▶ Extracted text
++++++
22 Feb Staycation Masses
by Loretta Fritz
It was such a strange experience to not be receiving my Lord and Lover in the Eucharist as the time for my Final Promises in Madonna House drew near. Fasting from Mass for three months earlier this year was strange, too. What really struck me as we returned to Mass in the parishes this summer was the incredible blessing of the Mass and the Eucharistic Presence.
At my first experience in a parish when the priest came to the congregation to distribute Communion (walking in the empty pews between parishioners), tears started to roll down my face. Jesus, in the priest and the ciborium, was coming to me! He was not even waiting for me to walk up to Him; He was so eager to come to me!
Moreover, it has been beautiful to have Jesus oh so carefully placed on my palm without any physical contact between me and the priest. That’s because it slowed the process down. I can see/sense/realize the immensity of this receiving so much better than previously when there was often a rush to get everyone through the communion line as fast as possible.
In the Archdiocese of Toronto, Mass is celebrated in 37 different languages each weekend. I find that to be one of the great gifts of an assignment to MH Toronto.
On the second week of my stay-at-home holidays (staycation), my main goal was to attend Mass at a different parish every day, preferably in another language or on the parish’s feast day. (My secondary goals for my holidays were lots of sci fi novels, a daily hot chocolate, and at least one excellent burger.)
God was good. I attended Mass at St. Michael’s Cathedral on the Feast of the Archangels. (That cathedral is so beautiful now that its renovations are done).
I went to St. Teresa’s in Etobicoke on October 1 for their feast day. The pastor there did a great job of celebrating the day within current distancing restrictions.
He borrowed a relic of St. Teresa from the Carmelites, and since the usual way of venerating relics was not possible, he processed around the church prior to Mass, blessing people with it at every pew. Then he celebrated a beautiful Mass with an organ and cantor and an excellent homily.
As a huge bonus, everyone was invited downstairs for a meal—(carefully set up according to all necessary social distancing/food distribution bylaws currently in place.) The slide show of St. Teresa was great!
Our Lady of Guadalupe Parish had a wonderful Saturday evening Spanish Mass with an exuberant yet prayerful music minister, who is a great tenor guitarist. I even recognized one of the songs and could partly mouth along, as we are not supposed to sing.
Sunday Mass at Holy Name Parish with the African community was awesome. They had a drum set, pianist, three or more percussion instruments and about ten singers—all carefully arranged ten feet or more apart in one side wing of the cruciform church. I also attended an Italian and a Maltese Mass and one more at a new-to-me church.
And now, what I did is no longer possible. As I prepared to send this article to Restoration, Toronto was moved into the COVID gray zone (highest alert), and churches were locked down once more. So we are beginning Advent with another time of fasting from being physically present at Mass.
++++++
▶ Your objective
Copy the part of the staycation Masses article from "Moreover, it has" up to and including "one excellent burger.)". The data that comes after this has nothing to do with it.

▶ Extracted material
++++++
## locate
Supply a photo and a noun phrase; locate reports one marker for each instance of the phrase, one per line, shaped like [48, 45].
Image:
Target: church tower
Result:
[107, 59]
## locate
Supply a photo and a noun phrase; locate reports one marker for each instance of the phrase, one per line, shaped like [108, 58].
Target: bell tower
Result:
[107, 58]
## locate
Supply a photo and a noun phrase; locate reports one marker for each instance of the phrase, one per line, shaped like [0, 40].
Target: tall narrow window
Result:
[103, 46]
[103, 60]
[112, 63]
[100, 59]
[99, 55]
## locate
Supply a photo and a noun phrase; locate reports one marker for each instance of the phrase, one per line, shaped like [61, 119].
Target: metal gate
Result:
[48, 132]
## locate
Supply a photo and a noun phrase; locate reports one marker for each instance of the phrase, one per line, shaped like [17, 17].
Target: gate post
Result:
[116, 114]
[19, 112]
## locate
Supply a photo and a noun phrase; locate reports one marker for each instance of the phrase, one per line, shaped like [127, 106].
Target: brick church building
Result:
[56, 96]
++++++
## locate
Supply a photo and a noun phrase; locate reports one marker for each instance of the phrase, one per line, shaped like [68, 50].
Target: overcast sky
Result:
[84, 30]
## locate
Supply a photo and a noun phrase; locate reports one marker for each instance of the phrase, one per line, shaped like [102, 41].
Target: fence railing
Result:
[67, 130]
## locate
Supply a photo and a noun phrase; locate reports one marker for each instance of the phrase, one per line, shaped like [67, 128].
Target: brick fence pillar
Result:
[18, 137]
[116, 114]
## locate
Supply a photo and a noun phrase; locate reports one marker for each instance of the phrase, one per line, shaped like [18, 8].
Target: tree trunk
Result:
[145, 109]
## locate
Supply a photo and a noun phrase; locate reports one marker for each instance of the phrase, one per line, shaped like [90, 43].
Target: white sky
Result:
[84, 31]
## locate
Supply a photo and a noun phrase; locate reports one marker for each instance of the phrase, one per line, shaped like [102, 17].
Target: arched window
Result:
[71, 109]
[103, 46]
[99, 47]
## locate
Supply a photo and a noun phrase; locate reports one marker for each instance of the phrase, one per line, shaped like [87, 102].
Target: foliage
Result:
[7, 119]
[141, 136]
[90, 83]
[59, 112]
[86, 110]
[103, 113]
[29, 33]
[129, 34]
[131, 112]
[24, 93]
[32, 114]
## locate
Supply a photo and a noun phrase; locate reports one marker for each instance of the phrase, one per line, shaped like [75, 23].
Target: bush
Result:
++++++
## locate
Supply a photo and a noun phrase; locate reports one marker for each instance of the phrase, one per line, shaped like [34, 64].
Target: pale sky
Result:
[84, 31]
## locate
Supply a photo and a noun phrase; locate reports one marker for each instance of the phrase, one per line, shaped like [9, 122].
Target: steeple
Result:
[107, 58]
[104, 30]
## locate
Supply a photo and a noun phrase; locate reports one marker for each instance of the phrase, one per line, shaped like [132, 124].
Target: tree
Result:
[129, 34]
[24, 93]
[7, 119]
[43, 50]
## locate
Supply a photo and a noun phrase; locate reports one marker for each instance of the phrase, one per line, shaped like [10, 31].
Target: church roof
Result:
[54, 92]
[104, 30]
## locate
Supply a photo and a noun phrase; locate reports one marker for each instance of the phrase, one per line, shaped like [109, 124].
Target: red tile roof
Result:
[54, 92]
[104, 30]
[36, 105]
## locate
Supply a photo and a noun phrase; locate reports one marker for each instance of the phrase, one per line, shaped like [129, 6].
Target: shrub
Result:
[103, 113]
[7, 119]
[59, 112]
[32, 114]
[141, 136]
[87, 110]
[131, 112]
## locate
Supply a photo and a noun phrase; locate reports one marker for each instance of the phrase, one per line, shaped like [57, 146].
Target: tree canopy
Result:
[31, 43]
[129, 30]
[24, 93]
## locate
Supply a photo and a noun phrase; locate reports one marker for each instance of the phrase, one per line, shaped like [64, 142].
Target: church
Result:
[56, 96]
++++++
▶ Final answer
Moreover, it has been beautiful to have Jesus oh so carefully placed on my palm without any physical contact between me and the priest. That’s because it slowed the process down. I can see/sense/realize the immensity of this receiving so much better than previously when there was often a rush to get everyone through the communion line as fast as possible.
In the Archdiocese of Toronto, Mass is celebrated in 37 different languages each weekend. I find that to be one of the great gifts of an assignment to MH Toronto.
On the second week of my stay-at-home holidays (staycation), my main goal was to attend Mass at a different parish every day, preferably in another language or on the parish’s feast day. (My secondary goals for my holidays were lots of sci fi novels, a daily hot chocolate, and at least one excellent burger.)